**Information supplied**:
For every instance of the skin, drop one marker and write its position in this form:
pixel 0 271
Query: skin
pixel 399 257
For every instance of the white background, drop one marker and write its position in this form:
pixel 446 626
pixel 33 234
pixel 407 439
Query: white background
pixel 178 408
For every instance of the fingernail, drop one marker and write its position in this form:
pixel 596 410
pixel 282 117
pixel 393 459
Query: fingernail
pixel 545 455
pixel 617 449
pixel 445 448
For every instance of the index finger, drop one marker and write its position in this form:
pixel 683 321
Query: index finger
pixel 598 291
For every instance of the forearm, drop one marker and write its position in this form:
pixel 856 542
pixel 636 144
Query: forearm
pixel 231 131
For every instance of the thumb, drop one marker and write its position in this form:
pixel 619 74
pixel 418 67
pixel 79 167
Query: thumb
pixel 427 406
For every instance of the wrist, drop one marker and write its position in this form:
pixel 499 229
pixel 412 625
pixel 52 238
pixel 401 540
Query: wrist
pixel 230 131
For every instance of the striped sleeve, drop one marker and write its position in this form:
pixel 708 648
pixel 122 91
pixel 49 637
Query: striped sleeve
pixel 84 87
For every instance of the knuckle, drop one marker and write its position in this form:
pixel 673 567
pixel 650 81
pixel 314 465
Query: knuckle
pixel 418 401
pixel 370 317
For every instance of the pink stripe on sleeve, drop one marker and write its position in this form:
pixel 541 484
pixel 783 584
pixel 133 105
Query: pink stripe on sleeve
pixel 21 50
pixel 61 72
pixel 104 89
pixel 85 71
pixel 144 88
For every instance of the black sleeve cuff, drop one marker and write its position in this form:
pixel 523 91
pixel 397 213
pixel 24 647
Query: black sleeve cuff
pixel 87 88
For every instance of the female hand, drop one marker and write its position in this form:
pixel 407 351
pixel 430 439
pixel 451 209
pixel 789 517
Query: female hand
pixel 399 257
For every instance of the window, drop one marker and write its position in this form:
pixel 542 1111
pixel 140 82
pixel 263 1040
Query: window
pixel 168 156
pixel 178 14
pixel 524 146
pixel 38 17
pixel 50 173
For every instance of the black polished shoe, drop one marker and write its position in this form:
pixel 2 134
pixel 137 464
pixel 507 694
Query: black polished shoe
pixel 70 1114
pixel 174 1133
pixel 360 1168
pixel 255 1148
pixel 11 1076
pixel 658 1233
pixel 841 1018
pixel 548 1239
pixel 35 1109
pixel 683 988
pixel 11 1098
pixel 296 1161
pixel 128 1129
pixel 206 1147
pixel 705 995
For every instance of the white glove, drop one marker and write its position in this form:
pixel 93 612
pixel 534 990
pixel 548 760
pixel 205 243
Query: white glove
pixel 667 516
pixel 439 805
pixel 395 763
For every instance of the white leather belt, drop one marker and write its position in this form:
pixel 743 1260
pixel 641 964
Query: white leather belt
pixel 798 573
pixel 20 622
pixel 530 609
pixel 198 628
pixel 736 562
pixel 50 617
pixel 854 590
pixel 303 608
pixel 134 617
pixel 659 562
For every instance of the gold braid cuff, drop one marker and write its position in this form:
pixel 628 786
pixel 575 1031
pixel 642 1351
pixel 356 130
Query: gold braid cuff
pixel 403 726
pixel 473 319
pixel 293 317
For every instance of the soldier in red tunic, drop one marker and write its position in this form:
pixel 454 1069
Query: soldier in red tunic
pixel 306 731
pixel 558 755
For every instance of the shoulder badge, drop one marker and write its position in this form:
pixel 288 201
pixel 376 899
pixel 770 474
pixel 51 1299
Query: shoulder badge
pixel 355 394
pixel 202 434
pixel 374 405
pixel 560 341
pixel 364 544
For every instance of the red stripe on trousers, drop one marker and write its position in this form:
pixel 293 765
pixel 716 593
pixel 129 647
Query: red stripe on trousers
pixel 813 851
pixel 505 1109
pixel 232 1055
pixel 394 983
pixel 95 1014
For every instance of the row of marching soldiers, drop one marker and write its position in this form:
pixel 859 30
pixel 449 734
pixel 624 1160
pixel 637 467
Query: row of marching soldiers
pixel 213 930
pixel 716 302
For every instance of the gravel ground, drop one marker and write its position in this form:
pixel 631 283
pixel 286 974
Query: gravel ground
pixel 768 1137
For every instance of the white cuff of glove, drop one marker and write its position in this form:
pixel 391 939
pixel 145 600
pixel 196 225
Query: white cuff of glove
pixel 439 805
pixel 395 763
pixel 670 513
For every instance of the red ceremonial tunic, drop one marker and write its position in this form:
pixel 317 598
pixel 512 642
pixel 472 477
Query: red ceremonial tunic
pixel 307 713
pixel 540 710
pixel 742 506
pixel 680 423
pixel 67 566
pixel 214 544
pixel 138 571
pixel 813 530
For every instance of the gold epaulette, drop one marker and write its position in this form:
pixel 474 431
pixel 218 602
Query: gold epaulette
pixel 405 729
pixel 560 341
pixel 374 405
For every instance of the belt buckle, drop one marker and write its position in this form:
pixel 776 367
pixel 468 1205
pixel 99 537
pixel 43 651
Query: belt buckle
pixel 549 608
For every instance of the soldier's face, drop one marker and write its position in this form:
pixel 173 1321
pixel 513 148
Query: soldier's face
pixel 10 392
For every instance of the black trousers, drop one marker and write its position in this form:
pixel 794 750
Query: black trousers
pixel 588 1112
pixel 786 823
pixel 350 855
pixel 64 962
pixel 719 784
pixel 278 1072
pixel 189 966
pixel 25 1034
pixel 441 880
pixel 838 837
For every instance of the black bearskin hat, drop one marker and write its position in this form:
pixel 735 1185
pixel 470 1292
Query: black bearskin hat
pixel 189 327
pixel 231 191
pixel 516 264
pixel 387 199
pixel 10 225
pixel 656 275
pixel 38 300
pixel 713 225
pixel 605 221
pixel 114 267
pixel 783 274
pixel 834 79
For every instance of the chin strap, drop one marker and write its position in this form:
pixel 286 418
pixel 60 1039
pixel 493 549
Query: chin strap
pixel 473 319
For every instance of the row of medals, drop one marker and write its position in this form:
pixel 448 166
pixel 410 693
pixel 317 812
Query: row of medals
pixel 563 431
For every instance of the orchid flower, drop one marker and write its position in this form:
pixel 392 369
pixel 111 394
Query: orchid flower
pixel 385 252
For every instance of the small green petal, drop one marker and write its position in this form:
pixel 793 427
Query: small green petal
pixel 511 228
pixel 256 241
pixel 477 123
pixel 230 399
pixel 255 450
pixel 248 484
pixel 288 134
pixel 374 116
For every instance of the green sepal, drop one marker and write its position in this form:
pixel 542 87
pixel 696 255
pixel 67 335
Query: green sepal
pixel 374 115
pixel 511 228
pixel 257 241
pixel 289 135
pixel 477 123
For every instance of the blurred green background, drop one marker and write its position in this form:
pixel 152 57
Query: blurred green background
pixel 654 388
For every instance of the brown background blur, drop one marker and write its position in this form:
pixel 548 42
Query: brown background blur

**Stated task**:
Reproduce all of the records above word for word, keeping every line unchanged.

**Solution to this problem**:
For every instance of the skin, drop one marker and write its position in this form:
pixel 0 271
Query: skin
pixel 399 257
For every instance of the white background, drop one marker and write its position in this form:
pixel 446 626
pixel 33 234
pixel 407 439
Query: white background
pixel 178 408
For every instance of the fingernail, drop one marker and write its position in this form:
pixel 596 410
pixel 282 117
pixel 393 459
Query: fingernail
pixel 545 455
pixel 617 449
pixel 445 448
For every instance of the index finger, drop one marker and write its position in this form:
pixel 683 321
Query: index finger
pixel 598 291
For every instance of the forearm, drop one marker and write its position in this form:
pixel 856 542
pixel 636 144
Query: forearm
pixel 231 131
For every instance of the thumb, drop one marker and write its position in this form:
pixel 619 74
pixel 418 67
pixel 79 167
Query: thumb
pixel 427 406
For every instance of the wrist, drop one marker and write its position in this form:
pixel 499 229
pixel 412 625
pixel 52 238
pixel 401 540
Query: wrist
pixel 230 131
For every instance of the striped sleeve, drop one marker and write its position in this form:
pixel 708 648
pixel 122 91
pixel 49 637
Query: striped sleeve
pixel 84 87
For every instance of the knuckle, drop one marker and write its position in this form:
pixel 673 567
pixel 650 81
pixel 314 465
Query: knuckle
pixel 418 401
pixel 370 317
For every instance of the pink stripe on sleeve, drop one marker and write its position in this form:
pixel 541 484
pixel 783 584
pixel 133 105
Query: pink stripe on sleeve
pixel 21 50
pixel 61 72
pixel 104 89
pixel 85 71
pixel 144 88
For every instance of the black sleeve cuff, drop one marker and write its position in this form:
pixel 523 91
pixel 397 213
pixel 24 647
Query: black sleeve cuff
pixel 87 88
For every instance of the female hand, drop one marker and write its position in this form:
pixel 407 351
pixel 430 439
pixel 451 209
pixel 789 517
Query: female hand
pixel 399 257
For every instance of the window, drop one marker and write its position in this form:
pixel 542 1111
pixel 140 82
pixel 263 1040
Query: window
pixel 168 156
pixel 178 14
pixel 524 146
pixel 38 17
pixel 50 173
For every instance of the black polished shoe, drop one marker and write its position in this form:
pixel 2 134
pixel 137 464
pixel 507 694
Query: black polished shoe
pixel 70 1114
pixel 174 1133
pixel 360 1168
pixel 255 1148
pixel 11 1076
pixel 658 1233
pixel 841 1018
pixel 548 1239
pixel 35 1109
pixel 683 988
pixel 11 1098
pixel 296 1161
pixel 128 1129
pixel 206 1147
pixel 705 995
For every instance of the white glove, drop one marker and write its position in this form:
pixel 93 612
pixel 534 990
pixel 548 760
pixel 205 243
Query: white glove
pixel 667 516
pixel 439 805
pixel 395 763
For every instance of the white leather belt, drop one marker and write its position in this form:
pixel 743 1260
pixel 641 964
Query: white leather belt
pixel 798 573
pixel 20 622
pixel 530 609
pixel 198 628
pixel 736 562
pixel 50 617
pixel 854 590
pixel 303 608
pixel 134 617
pixel 659 562
For every instance of the gold braid cuff, drop one marker and write its position in this form:
pixel 628 786
pixel 575 1031
pixel 642 1351
pixel 356 130
Query: gold braid cuff
pixel 403 726
pixel 473 319
pixel 293 317
For every instance of the soldier in red tunic, drop one marker and write its position in this form:
pixel 454 1069
Query: soldier in red tunic
pixel 306 731
pixel 558 755
For every instance of the shoulder badge, drop one marker and write its position in this form:
pixel 288 201
pixel 376 899
pixel 770 474
pixel 51 1299
Query: shoulder badge
pixel 355 394
pixel 202 434
pixel 374 405
pixel 560 341
pixel 364 544
For every instance of the red stripe on trousers, drop one marker and write its position in this form:
pixel 293 765
pixel 716 593
pixel 129 647
Query: red stripe on trousers
pixel 813 851
pixel 505 1109
pixel 232 1055
pixel 394 983
pixel 95 1014
For every instance of the row of marching soldiers, drop one marker and write its position in this form:
pixel 859 30
pixel 449 734
pixel 624 1160
pixel 637 467
Query: row of marching soldiers
pixel 213 930
pixel 716 302
For every instance of the gravel ground, drop one marker and write its position in this form:
pixel 631 283
pixel 286 974
Query: gravel ground
pixel 768 1137
For every instance of the white cuff of glove, drop one marker and write its position in this form:
pixel 391 939
pixel 145 600
pixel 196 225
Query: white cuff of glove
pixel 439 805
pixel 395 763
pixel 670 513
For every instance of the red ceremonial tunic, drop one marker and write its position in this form:
pixel 317 598
pixel 512 642
pixel 472 477
Query: red ceremonial tunic
pixel 307 713
pixel 540 710
pixel 742 506
pixel 680 423
pixel 67 566
pixel 214 544
pixel 138 571
pixel 813 530
For every instance of the gold epaulette, drop one marker and write its position in this form:
pixel 474 431
pixel 218 602
Query: gold epaulette
pixel 405 729
pixel 560 341
pixel 374 405
For every instance of the belt buckle, drop one marker and write its position in this form:
pixel 776 367
pixel 468 1205
pixel 99 537
pixel 43 651
Query: belt buckle
pixel 549 608
For every instance of the soldier's face, drop one marker and write its position in this form:
pixel 173 1321
pixel 513 148
Query: soldier's face
pixel 10 392
For every instance of the black trousers, drop one marker and write its position in this form:
pixel 794 750
Query: black trousers
pixel 588 1112
pixel 786 823
pixel 350 855
pixel 64 962
pixel 719 784
pixel 278 1072
pixel 189 966
pixel 25 1034
pixel 441 880
pixel 838 837
For every instance of the black bearskin hat, drop one marker and write its position in this form:
pixel 735 1185
pixel 470 1292
Query: black bearskin hat
pixel 189 327
pixel 231 191
pixel 516 264
pixel 387 199
pixel 10 225
pixel 656 275
pixel 38 300
pixel 713 225
pixel 605 221
pixel 114 267
pixel 783 274
pixel 834 79
For every instance of the chin strap, drop one marker and write its position in this form:
pixel 286 418
pixel 60 1039
pixel 493 549
Query: chin strap
pixel 473 319
For every instance of the row of medals, drop one marker and write its position in this form:
pixel 448 166
pixel 410 693
pixel 317 812
Query: row of medals
pixel 563 431
For every instance of the orchid flower, drop one marker and write its position in this form:
pixel 392 369
pixel 111 394
Query: orchid flower
pixel 385 252
For every instance of the small green petal, drop one marker and write its position in this form:
pixel 793 427
Query: small green petal
pixel 511 228
pixel 256 241
pixel 477 123
pixel 230 399
pixel 255 450
pixel 248 484
pixel 288 134
pixel 374 116
For every instance of the green sepal, drop one marker and write its position in this form:
pixel 542 87
pixel 696 255
pixel 67 335
Query: green sepal
pixel 374 115
pixel 511 228
pixel 257 241
pixel 289 135
pixel 477 123
For every instance of the blurred green background, drop one marker and write its position in this form:
pixel 152 57
Query: blurred green background
pixel 654 388
For every instance of the brown background blur, drop one marker and write its position in this form:
pixel 548 42
Query: brown background blur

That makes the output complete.